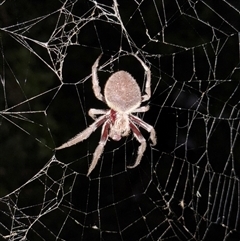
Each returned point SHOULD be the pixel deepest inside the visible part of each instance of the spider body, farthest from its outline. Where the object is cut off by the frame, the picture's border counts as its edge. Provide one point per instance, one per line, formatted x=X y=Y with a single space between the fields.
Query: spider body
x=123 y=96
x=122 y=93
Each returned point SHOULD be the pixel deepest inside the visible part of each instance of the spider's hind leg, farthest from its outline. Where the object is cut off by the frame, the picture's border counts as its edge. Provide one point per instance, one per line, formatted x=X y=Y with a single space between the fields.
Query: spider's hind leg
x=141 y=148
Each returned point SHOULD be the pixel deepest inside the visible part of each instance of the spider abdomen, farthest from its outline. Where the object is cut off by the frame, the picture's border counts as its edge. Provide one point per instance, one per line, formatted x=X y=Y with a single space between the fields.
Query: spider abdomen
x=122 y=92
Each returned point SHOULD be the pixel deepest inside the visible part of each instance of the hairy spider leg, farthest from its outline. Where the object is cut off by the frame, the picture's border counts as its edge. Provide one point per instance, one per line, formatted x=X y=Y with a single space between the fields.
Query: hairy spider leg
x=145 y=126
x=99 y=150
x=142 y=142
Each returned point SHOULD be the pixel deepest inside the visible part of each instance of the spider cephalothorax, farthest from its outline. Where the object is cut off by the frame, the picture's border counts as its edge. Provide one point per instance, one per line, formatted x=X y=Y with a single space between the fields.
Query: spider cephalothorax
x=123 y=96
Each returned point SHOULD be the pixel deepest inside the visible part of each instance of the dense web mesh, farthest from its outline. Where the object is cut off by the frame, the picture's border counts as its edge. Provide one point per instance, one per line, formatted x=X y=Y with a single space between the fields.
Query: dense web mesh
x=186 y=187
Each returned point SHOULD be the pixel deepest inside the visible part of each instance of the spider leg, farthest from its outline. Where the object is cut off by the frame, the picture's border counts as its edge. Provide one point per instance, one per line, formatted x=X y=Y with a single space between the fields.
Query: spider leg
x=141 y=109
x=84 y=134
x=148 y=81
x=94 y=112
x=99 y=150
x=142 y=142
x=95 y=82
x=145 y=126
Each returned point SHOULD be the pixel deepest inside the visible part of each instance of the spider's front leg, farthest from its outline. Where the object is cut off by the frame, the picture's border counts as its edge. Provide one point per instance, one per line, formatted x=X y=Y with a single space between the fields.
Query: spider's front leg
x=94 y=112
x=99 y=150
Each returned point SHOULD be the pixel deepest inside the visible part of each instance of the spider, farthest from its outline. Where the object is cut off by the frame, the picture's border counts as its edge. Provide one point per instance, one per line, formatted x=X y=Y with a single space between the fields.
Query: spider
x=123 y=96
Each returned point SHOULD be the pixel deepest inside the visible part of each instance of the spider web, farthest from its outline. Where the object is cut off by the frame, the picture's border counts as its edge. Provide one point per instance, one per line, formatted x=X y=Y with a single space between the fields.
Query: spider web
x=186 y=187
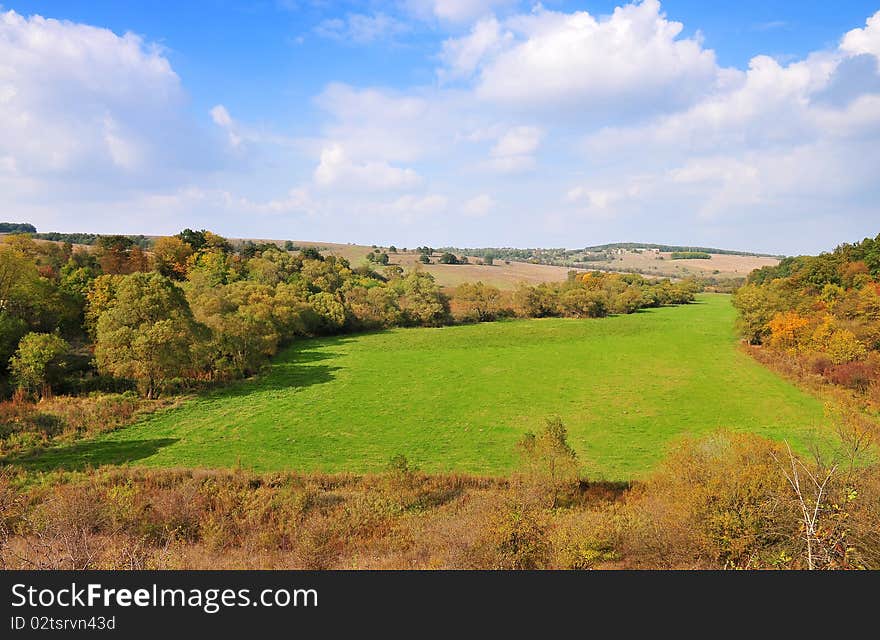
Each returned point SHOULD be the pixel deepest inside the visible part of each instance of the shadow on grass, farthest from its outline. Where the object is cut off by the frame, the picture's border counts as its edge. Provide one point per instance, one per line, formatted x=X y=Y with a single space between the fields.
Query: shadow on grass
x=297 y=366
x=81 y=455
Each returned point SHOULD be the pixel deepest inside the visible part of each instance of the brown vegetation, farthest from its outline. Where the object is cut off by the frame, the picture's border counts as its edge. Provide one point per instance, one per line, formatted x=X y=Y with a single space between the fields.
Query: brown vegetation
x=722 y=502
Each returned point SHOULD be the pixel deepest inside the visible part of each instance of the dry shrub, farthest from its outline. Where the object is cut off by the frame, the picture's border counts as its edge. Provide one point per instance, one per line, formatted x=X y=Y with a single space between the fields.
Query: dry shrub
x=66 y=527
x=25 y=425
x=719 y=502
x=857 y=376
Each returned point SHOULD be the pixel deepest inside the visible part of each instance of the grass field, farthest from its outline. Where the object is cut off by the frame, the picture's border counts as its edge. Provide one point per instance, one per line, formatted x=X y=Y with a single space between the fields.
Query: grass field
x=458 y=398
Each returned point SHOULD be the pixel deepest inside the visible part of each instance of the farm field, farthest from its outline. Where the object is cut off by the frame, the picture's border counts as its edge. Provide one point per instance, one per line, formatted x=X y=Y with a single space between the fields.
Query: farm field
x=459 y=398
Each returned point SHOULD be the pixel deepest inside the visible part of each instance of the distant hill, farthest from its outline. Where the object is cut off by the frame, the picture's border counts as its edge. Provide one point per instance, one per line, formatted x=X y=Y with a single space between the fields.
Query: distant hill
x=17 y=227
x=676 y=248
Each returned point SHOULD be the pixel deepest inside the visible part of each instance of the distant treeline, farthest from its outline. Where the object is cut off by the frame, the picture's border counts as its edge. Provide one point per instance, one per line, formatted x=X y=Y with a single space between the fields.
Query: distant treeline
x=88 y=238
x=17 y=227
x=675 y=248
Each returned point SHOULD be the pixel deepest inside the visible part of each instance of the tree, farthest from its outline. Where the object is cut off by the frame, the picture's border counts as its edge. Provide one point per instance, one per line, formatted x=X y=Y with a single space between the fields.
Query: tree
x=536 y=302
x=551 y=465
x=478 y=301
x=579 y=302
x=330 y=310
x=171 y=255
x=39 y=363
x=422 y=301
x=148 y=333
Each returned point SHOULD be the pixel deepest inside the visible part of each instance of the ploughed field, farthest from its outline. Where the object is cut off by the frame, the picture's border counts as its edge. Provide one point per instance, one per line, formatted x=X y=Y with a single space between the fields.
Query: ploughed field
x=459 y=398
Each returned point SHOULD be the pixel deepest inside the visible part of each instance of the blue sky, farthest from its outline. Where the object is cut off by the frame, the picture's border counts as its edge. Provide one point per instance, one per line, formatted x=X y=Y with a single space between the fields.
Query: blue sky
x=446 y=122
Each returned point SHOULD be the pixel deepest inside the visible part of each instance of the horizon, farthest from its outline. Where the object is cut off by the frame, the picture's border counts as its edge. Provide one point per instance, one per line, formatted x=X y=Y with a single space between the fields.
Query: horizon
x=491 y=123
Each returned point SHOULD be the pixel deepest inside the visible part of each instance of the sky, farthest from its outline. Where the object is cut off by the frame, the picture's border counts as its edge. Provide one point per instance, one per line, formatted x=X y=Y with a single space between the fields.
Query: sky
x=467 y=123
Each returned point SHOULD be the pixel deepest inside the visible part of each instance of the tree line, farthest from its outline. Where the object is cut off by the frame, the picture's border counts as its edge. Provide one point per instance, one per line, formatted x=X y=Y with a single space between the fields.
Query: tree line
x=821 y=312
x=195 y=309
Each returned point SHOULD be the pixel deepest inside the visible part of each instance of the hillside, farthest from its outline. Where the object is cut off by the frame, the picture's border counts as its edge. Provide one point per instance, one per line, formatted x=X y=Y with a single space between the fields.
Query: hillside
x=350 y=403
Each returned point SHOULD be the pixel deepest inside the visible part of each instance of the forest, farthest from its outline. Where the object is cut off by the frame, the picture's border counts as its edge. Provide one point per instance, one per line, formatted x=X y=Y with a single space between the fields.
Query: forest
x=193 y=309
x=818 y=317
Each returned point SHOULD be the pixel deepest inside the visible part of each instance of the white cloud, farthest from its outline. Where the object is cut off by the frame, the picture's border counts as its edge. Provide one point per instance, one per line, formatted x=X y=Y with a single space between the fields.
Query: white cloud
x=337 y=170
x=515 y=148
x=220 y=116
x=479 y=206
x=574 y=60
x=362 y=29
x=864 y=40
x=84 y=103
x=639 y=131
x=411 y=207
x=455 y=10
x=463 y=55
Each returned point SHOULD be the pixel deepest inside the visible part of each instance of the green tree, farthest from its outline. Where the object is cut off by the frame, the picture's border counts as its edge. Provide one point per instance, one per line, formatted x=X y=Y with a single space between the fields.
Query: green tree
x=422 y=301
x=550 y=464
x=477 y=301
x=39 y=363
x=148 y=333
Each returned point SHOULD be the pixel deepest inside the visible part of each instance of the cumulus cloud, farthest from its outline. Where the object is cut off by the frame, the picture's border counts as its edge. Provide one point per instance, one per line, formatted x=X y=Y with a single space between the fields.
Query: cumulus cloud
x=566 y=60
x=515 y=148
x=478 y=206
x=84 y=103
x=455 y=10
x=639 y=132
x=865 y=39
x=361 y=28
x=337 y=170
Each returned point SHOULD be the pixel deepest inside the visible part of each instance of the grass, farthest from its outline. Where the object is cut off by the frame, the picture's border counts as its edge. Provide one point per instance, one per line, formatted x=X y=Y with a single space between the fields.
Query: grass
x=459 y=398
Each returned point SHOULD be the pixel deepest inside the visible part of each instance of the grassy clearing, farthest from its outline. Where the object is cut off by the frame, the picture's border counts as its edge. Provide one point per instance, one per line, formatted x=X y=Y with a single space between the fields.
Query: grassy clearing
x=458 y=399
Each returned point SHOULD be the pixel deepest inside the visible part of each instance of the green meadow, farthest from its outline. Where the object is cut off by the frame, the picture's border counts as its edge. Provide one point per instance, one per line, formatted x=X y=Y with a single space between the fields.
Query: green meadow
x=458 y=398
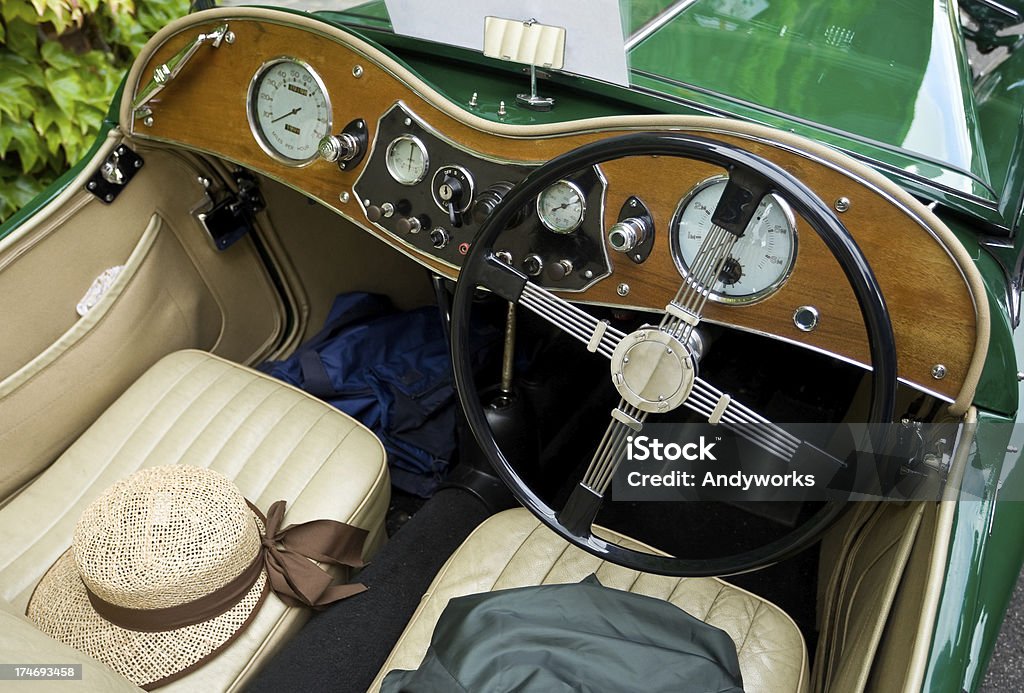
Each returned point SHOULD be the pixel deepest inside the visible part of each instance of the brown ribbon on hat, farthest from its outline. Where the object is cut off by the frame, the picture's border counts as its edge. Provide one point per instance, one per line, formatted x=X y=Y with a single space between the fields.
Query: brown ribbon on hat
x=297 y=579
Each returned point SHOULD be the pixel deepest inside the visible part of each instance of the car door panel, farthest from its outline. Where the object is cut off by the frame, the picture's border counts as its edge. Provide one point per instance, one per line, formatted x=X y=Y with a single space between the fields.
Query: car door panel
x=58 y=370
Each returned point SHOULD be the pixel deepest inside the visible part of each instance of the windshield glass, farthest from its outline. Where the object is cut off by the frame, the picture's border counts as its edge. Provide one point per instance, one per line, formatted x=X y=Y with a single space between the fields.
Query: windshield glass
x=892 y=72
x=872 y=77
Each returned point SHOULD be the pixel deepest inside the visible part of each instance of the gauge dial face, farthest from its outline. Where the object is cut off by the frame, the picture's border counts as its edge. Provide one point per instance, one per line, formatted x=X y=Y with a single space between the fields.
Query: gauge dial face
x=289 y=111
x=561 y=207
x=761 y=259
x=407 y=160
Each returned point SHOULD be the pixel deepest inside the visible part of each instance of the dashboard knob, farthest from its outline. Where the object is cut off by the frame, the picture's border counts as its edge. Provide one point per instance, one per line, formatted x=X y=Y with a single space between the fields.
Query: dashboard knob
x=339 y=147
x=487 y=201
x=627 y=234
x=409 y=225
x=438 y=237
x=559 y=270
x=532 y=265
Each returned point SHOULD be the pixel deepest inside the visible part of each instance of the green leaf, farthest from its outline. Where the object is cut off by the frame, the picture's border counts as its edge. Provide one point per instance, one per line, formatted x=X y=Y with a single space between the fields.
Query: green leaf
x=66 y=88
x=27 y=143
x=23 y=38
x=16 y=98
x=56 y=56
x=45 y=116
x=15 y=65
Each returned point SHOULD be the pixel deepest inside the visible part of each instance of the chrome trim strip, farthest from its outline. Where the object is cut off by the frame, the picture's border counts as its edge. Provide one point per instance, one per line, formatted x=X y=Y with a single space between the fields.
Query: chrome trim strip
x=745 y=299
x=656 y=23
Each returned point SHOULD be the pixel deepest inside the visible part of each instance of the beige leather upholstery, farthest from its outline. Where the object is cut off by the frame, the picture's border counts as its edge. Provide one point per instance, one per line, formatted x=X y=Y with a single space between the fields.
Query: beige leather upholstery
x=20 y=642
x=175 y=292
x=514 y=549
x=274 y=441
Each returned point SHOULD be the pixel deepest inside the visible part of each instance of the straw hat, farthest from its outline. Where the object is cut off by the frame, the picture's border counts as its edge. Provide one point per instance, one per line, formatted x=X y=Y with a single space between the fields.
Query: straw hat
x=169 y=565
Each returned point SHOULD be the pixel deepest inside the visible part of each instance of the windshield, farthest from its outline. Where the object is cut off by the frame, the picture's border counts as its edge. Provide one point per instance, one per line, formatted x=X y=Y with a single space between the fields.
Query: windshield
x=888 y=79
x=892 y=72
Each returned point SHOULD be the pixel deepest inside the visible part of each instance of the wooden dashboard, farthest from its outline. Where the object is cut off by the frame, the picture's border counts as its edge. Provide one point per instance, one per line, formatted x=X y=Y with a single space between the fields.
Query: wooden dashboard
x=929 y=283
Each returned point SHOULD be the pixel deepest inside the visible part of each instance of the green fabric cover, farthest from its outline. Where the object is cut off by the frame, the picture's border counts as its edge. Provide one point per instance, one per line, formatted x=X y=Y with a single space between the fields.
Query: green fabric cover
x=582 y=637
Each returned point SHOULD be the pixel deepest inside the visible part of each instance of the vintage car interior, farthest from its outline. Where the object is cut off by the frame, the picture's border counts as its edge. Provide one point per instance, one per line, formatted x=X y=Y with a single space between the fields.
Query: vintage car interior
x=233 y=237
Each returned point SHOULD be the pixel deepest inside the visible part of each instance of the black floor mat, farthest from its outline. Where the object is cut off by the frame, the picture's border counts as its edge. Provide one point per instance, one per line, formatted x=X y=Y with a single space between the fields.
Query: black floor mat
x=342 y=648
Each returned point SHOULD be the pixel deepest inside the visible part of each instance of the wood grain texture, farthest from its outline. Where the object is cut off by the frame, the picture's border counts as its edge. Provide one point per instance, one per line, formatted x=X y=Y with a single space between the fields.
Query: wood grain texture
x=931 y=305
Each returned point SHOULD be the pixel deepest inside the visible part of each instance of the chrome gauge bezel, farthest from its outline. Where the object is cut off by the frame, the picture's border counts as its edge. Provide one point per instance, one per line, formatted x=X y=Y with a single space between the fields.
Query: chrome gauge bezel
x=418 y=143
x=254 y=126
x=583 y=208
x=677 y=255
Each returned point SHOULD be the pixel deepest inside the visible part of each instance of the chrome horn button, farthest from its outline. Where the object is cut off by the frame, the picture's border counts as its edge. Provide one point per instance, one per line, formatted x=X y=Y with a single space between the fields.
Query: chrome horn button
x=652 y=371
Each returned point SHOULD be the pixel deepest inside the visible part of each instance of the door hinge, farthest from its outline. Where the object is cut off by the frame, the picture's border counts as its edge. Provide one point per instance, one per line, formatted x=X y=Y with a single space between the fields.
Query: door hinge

********************

Rescale the lines starting at the line that contains "brown vegetation, farthest" and ending at the line that contains "x=722 y=502", both included, and give only those lines. Reproduce each line with the requests unchanged, but multiply every coordinate in the answers by 2.1 and round it to a whole number, with halves rounded up.

COMPLETE ANSWER:
Each returned point SHOULD be the pixel deepest inside the visible part of each instance of the brown vegetation, farthest from its outline. Where the object is cut off by the frame, the picture's border counts as its edge. Provide one point per instance, one per line, formatted x=X y=Y with a single space between the fields.
Query: brown vegetation
x=1516 y=1054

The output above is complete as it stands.